• What the exercise asks: Continue the roundup of math blog posts below from the point where it stops.

• Supplied passage:
----------
Simon Gladman wonders what pendulum waves might sound like in The Sweet Sound of Pendulum Waves - in Glorious Stereo! "I had a little play with Pendulum Waves the other day and since then I've been wondering what sort of sound they would make if I played a tone as each pendulum reached its apex."
Have you ever wondered Why are determinants defined the weird way they are? If you've ever wondered why, whether or not you've studied linear algebra, you might enjoy this article. It'll give you some great material for your next party conversation!
Yao-Hong Kok is a Master's student studying control theory. Math, Control Theory and Two Issues invites interested parties into a discussion. "Control theory is one of those fields that requires a lot of mathematics. I have been in the field for roughly 2 years now and I have realized that they are 2 big issues within control theory, namely: (i) identity of a control engineer/theorist, and (ii) stagnation of fundamental theory advancements. In this post, I would like to relate mathematics to the above issues and perhaps generate some discussions."
Maria Droujkova shares Math dreams meeting May 20, 2013. "Curriculum developers' elephant in the room is a simple question: "Who wants that stuff, anyway?" We decided to ask parents what do they want for their kids, in math. Deep is the chasm between what parents want, and what existing curricula provide..."
Shecky Riemann, inspired by Martin Gardner's passing to start his blog, writes Remembering... Gardner three years after his death. "Not to take anything away from our Veterans, but this is a math blog, and I'll use the opportunity of Memorial Day to once again remember Martin Gardner, whose death just over 3 years ago inspired me to start this endeavor (with no idea it would still be up-and-running 3 years later!!)."
Herminio Lopez examines an interesting puzzle in A black (and red) hole. "Thanks to a prize consisting on the proceeds of a football match, we learn about some numbers that attract the others, which can't escape from them. Mathematical sequences which lead to mathematical black holes."
----------
• Given information:

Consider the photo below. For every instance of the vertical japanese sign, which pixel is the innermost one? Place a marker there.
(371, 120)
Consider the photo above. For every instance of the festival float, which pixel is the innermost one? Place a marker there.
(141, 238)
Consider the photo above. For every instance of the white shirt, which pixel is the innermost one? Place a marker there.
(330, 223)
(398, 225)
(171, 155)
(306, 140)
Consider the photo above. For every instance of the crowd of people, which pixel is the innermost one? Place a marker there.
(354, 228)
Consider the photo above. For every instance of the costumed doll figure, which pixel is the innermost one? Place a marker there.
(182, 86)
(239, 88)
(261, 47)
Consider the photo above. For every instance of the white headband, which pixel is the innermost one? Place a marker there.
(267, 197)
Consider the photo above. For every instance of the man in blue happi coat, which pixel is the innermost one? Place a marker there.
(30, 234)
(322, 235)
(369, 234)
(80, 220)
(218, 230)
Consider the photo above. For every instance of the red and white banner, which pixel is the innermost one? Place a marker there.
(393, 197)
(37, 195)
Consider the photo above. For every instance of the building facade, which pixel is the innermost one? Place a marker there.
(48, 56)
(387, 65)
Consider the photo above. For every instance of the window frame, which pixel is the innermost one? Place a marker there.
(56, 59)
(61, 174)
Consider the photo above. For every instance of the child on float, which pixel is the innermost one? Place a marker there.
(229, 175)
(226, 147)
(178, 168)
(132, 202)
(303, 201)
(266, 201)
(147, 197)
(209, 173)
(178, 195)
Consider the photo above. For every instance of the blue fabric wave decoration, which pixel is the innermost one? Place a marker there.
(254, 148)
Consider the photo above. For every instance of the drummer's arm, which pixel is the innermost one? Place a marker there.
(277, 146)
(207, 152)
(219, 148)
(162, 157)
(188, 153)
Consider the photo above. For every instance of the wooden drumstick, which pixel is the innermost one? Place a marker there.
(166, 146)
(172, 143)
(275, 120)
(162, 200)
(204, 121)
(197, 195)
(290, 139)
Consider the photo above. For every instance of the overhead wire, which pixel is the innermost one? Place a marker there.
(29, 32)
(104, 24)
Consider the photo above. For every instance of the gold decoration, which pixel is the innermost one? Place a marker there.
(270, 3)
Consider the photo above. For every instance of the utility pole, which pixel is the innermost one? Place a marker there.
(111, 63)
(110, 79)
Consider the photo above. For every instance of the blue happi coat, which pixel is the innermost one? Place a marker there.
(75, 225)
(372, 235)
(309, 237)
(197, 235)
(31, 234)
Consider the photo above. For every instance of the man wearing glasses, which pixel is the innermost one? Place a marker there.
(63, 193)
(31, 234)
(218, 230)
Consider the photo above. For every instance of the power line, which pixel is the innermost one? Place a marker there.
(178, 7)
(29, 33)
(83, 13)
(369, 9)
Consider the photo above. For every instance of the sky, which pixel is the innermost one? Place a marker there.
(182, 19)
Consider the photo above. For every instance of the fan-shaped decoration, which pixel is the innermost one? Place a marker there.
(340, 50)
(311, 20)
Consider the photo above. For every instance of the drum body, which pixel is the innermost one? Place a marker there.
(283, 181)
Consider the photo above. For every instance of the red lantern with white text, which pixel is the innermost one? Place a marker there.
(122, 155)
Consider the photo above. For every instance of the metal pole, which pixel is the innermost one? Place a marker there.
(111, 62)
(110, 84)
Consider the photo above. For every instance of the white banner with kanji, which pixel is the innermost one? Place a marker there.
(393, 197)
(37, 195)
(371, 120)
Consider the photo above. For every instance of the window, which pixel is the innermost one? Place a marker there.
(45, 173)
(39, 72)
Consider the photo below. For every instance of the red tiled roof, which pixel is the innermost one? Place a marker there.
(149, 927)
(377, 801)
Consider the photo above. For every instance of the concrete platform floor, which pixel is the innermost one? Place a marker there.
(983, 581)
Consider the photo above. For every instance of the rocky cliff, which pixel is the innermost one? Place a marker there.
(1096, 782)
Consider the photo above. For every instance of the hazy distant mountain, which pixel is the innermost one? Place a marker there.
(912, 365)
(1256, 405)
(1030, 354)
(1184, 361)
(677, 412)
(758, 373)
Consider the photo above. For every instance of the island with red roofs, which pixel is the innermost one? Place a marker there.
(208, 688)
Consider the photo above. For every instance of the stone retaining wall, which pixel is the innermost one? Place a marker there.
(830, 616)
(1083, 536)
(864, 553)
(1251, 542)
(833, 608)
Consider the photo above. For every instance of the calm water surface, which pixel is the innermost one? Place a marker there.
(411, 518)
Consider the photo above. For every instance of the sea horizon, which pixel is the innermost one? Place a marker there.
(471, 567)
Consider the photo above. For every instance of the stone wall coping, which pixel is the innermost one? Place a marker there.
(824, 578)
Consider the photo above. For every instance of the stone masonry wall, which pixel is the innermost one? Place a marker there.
----------
• Answer section:
In Demystifying the Möbius, Burkard and Marty take readers on a nice journey through the many twists and turns that one can take with these paper treats.
Predicting Sums is a fun article at Grey Matters. It shows a nice math trick one can perform with a little knowledge of digital roots (aka nine's complements).
Math Munch is a great blog for children of all ages that describes itself as "A Weekly Digest of the Mathematical Internet." Their latest edition is Solitons, Contours, and Thinking Sdrawkcab. Check it out if you've not yet discovered this blog.
The Aperidical is another of my favorite blogs. They describe themselves as "a meeting-place for people who already know they like maths and would like to know more. It was begun by Katie Steckles, Christian Perfect and Peter Rowlett as a shared blogging outlet and grew out of our desire to have a place on the web where we could keep up to date with what’s going on elsewhere, and to share the mathematical things we do." You might also recognize Aperiodical as the stewards of this Math Carnival. Christian authored this fun piece, Integer sequence review: A000959.
If you've ever wondered what math and the meaning of life were related, check out 42 at Calculus Humor. This article deserves to go viral. Really.
Finally, I'll share one of my own favorite recent articles, Ken Fan: Inspired by Math #29. It's a podcast interview where Ken and I had a nice informal chat without much preparation before-hand.